To-do list.
**1)** Answer these questions using the article on health program funding:
(a) On what date does the current fiscal year expire?
(b) Who said there are not enough votes to approve defunding Planned Parenthood?
(c) Which agency did the House bill zero out?
**2)** Reproduce everything in the article on health program funding from "The Planned Parenthood" down to "President Barack Obama.".
**3)** Resume the article on health program funding after its final sentence and keep writing it.

Source.
** begin **

Federal funding for Planned Parenthood will clearly be a flash point when Congress returns this week from its summer break.
But the fate of many other health programs, from the National Institutes of Health to efforts to reduce teen pregnancy, hang in the balance as well, as lawmakers decide whether and how to fund the government after the current fiscal year expires Sept. 30.
The Planned Parenthood fight could figure prominently in the coming legislative negotiation. Many GOP lawmakers, led by those running for president, have spent the summer pummeling the group for alleged mishandling of fetal tissue for research. They have vowed not to vote for any spending bill that allows federal funding for the organization, even if that means closing down the rest of the federal government. And that is despite the assertion last week from Senate Majority Leader Mitch McConnell, R-Ky., that there are not enough votes to approve defunding, given a likely veto from President Barack Obama.
But Planned Parenthood is not the only health program the GOP is targeting. The House Appropriations Committee earlier this summer approved a proposed spending bill for the Department of Health and Human Services that would eliminate all funding for the Title X federal family planning program, which mainly funds state and local health departments but also provides some of the federal funds Planned Parenthood receives. The House bill also zeroed out the Agency for Healthcare Research and Quality (AHRQ), which conducts and funds research on how health care is delivered and paid for. And while most of the Affordable Care Act can’t be fully defunded through the annual appropriations process, the bill also rescinded or transferred funds for the law’s implementation that it does control.

** end **

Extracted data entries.
** begin **

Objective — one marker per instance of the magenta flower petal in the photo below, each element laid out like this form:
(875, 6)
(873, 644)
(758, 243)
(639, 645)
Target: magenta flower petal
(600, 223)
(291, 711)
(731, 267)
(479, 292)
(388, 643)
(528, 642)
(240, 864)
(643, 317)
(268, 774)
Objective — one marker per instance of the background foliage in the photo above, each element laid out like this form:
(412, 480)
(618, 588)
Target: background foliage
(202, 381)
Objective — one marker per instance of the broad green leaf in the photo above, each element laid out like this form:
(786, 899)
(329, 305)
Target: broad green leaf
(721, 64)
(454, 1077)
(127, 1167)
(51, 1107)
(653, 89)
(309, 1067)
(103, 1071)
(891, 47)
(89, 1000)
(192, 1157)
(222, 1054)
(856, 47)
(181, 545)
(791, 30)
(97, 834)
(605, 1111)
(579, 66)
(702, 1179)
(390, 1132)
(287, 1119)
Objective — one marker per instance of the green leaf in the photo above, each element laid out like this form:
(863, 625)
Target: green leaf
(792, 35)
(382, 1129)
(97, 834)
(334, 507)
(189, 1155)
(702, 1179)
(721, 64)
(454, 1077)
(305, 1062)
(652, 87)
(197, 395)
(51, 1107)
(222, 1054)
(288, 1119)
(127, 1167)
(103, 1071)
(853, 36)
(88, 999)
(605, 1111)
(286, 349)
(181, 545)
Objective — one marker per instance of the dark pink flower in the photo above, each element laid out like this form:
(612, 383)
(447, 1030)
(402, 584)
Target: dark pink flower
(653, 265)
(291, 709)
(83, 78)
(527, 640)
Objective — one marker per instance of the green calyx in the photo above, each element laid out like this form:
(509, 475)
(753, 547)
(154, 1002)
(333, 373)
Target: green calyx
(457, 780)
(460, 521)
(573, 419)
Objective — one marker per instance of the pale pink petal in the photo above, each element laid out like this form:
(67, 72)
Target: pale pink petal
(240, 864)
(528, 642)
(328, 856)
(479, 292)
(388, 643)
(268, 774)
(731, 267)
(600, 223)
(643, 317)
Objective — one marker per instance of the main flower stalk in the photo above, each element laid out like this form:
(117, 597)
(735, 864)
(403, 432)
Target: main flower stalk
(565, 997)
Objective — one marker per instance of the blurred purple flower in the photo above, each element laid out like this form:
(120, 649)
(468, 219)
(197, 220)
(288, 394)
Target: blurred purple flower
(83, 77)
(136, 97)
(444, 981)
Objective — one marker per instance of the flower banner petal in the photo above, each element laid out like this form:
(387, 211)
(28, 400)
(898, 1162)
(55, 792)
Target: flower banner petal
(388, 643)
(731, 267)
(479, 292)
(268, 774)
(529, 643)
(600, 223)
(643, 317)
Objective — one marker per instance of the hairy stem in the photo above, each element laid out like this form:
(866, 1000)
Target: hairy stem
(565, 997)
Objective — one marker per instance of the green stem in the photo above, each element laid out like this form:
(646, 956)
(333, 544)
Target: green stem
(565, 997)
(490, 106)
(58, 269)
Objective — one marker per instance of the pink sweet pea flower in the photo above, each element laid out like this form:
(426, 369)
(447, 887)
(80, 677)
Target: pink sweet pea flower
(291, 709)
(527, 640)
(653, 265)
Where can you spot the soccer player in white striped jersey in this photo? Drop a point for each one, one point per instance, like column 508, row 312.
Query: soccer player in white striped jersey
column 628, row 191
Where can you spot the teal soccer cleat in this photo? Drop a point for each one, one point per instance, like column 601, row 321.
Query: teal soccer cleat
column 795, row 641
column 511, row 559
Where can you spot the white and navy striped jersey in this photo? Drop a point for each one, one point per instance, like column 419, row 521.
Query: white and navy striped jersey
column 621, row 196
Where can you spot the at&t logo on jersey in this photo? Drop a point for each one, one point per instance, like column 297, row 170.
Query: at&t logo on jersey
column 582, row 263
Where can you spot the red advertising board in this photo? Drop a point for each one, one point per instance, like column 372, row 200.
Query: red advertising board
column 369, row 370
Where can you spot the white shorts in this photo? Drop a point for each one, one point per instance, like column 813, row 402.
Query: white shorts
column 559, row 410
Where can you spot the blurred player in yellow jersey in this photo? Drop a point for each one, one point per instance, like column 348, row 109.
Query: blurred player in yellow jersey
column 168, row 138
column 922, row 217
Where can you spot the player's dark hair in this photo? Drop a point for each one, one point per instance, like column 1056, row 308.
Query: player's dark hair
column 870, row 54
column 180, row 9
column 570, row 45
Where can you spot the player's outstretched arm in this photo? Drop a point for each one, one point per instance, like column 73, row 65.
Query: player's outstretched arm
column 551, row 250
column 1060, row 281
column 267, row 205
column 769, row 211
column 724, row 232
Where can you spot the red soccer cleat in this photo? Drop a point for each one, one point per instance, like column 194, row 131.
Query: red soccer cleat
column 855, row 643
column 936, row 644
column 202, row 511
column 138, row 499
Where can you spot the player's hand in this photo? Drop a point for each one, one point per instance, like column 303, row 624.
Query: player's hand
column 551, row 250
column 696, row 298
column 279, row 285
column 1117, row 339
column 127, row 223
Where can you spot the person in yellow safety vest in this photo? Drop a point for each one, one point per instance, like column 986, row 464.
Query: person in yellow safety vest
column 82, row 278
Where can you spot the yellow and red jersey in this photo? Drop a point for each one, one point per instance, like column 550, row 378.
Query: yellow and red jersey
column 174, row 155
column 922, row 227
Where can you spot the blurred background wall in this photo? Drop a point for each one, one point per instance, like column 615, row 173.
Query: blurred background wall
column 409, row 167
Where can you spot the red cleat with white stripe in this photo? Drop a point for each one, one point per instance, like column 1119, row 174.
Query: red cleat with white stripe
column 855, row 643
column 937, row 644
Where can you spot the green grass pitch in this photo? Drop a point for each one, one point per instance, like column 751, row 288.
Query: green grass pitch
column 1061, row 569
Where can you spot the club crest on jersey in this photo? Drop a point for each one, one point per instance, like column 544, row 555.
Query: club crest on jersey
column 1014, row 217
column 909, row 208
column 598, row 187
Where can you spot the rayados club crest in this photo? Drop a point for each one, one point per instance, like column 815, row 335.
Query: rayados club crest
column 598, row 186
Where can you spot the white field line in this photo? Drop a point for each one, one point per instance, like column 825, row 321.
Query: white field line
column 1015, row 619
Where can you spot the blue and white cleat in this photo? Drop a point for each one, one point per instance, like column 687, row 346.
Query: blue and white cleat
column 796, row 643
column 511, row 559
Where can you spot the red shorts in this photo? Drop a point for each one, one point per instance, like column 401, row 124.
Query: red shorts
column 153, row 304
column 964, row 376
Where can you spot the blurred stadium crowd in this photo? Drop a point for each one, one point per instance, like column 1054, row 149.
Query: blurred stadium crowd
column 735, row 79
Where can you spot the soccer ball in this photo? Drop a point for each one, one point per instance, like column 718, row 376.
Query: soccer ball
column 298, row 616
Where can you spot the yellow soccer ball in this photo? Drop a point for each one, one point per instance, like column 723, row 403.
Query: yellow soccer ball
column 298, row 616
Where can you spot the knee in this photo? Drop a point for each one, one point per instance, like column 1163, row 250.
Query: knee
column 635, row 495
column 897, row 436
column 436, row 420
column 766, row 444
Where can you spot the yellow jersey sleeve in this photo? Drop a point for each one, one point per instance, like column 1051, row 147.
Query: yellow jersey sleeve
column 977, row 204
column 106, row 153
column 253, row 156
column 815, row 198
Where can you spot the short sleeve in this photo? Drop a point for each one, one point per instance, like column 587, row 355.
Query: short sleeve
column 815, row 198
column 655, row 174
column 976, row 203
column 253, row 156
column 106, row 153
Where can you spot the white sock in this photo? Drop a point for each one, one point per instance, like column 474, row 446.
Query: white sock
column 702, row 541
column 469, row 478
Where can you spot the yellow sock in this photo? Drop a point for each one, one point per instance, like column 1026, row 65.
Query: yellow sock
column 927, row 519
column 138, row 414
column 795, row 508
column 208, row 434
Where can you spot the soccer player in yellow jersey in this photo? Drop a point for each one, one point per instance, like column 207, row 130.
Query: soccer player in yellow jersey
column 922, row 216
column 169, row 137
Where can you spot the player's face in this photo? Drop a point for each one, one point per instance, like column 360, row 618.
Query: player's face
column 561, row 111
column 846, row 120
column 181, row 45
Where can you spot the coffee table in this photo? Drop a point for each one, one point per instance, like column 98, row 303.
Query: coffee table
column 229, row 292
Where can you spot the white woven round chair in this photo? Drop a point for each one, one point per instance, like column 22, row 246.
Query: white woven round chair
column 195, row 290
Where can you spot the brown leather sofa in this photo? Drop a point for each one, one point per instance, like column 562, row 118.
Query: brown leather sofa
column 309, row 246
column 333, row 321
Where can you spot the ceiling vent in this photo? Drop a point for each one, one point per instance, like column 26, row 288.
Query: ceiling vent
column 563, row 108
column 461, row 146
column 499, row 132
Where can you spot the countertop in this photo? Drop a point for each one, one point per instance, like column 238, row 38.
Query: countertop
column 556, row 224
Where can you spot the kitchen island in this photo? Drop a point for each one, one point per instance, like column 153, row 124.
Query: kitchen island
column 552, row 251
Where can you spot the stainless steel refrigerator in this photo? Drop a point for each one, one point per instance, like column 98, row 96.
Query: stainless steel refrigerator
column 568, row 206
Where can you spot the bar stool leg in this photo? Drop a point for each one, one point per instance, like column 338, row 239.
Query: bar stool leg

** end **

Results of the exercise.
**1)**
(a) Sept. 30
(b) Senate Majority Leader Mitch McConnell, R-Ky.
(c) The Agency for Healthcare Research and Quality (AHRQ)

**2)**
The Planned Parenthood fight could figure prominently in the coming legislative negotiation. Many GOP lawmakers, led by those running for president, have spent the summer pummeling the group for alleged mishandling of fetal tissue for research. They have vowed not to vote for any spending bill that allows federal funding for the organization, even if that means closing down the rest of the federal government. And that is despite the assertion last week from Senate Majority Leader Mitch McConnell, R-Ky., that there are not enough votes to approve defunding, given a likely veto from President Barack Obama.

**3)**
Dozens of other health programs were set for cuts as well. And a companion Senate spending bill, also approved at the committee level, included substantial, if not quite as large, cuts to many health programs, including those aimed at preventing teen pregnancy.
The reasons for the proposed cuts go beyond ideology. Automatic reductions in both defense and domestic spending that were triggered by a 2011 budget deal, known as the “sequester,” are driving total available spending down, in some cases by billions of dollars. And a bipartisan two-year deal to restore some of the cuts has now expired.
Neither of the spending bills approved by committees is likely headed for Obama’s desk. Instead, Congress is expected to pass what’s known as a “continuing resolution,” or CR, to keep the government open – assuming Republicans can muster the votes. Spending levels in a CR are normally based on the previous year’s amounts.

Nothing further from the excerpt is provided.